* _PROBLEM STATEMENT_
List every drawing in the rotary steerable tool text below, giving each figure number with the view it shows.

* _SOURCE EXTRACT_
--*--
A drilling fluid actuated motor system is used to point the portion
of the steering section rigidly attached to the drill bit. Such a
system utilizes the "free" hydraulic energy available in the
drilling fluid as it is pumped through the tool to displace motors
and/or pads to control the orientation of the tool while drilling.
This minimizes the amount of electrical power that must be
developed downhole for toolface control. Further, control of a
motor system may be accomplished by numerous mechanical and
electrical means, for example rotary disc valves to port drilling
fluid to the requite actuators or similar arrangements utilizing
solenoid actuated valves, affording great flexibility in
implementation.
BRIEF DESCRIPTION OF DRAWINGS
FIG. 1 is a perspective view of a bottom hole assembly within a
borehole in the earth, as typically used in the practice of the
present invention.
FIG. 2 is a partial section view of a first embodiment of the
hybrid rotary steerable tool of the present invention.
FIG. 3 is a partial section view of the preferred embodiment of the
hybrid rotary steerable tool of the present invention.
DETAILED DESCRIPTION
Referring now to FIG. 1, when drilling directional boreholes 4 into
earthen formations 6, it is common practice to use a bottom hole
assembly as shown in FIG. 1. The bottom hole assembly (BHA),
generally indicated as 10, is typically connected to the end of the
tubular drill string 12 which is typically rotatably driven by a
drilling rig 14 from the surface. In addition to providing motive
force for rotating the drill string 12, the drilling rig 14 also
supplies a drilling fluid 8, under pressure, through the tubular
drill string 12 to the bottom hole assembly 10. The drilling fluid
8 is typically laden with abrasive material, as it is repeatedly
re-circulated through the borehole 4. In order to achieve
directional control while drilling, components of the bottom hole
assembly 10 may include one or more drill collars 16, one or more
drill collar stabilizers 18 and a rotary steerable system 20. The
rotary steerable system 20 is the lowest component of the BHA and
includes an upper section 22 which typically houses the electronics
and other devices necessary for control of the rotary steerable
system 20, and a steering section 24.
The upper section 22 is connected to the last of the drill collars
16 or to any other suitable downhole component. Other components
suited for attachment of the rotary steerable system 20 include
drilling motors, drill collars, measuring while drilling tools,
tubular segments, data communication and control tools, cross-over
subs, etc. For convenience in the present specification, all such
suitable components will henceforth be referred to as collars 17.
--*--
[Pointing dataset excerpts]
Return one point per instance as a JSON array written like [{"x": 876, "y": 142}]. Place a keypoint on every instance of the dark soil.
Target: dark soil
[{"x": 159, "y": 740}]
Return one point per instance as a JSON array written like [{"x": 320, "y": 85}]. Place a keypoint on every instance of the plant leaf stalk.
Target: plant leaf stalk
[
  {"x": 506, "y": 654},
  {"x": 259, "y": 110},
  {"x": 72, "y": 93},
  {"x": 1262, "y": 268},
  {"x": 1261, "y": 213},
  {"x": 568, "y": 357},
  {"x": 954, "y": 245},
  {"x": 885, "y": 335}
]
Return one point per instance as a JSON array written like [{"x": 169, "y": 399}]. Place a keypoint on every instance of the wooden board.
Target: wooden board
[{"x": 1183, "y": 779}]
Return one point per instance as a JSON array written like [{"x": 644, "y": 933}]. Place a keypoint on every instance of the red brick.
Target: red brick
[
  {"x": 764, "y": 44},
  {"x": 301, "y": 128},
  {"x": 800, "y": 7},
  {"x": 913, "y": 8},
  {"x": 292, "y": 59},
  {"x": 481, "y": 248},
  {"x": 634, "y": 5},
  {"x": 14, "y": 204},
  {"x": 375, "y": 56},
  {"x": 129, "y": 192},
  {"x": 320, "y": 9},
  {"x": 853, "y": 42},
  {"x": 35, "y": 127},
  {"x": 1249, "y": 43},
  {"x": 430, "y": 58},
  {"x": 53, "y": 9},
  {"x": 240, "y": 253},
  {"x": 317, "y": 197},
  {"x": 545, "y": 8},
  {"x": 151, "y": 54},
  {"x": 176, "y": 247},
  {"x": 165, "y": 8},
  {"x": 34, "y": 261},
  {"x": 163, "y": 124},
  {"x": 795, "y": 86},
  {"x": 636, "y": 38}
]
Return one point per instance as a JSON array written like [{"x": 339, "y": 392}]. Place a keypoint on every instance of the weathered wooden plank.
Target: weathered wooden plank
--*--
* _THE COMPLETED TASK_
FIG. 1: a perspective view of a bottom hole assembly within a borehole in the earth
FIG. 2: a partial section view of a first embodiment of the hybrid rotary steerable tool
FIG. 3: a partial section view of the preferred embodiment of the hybrid rotary steerable tool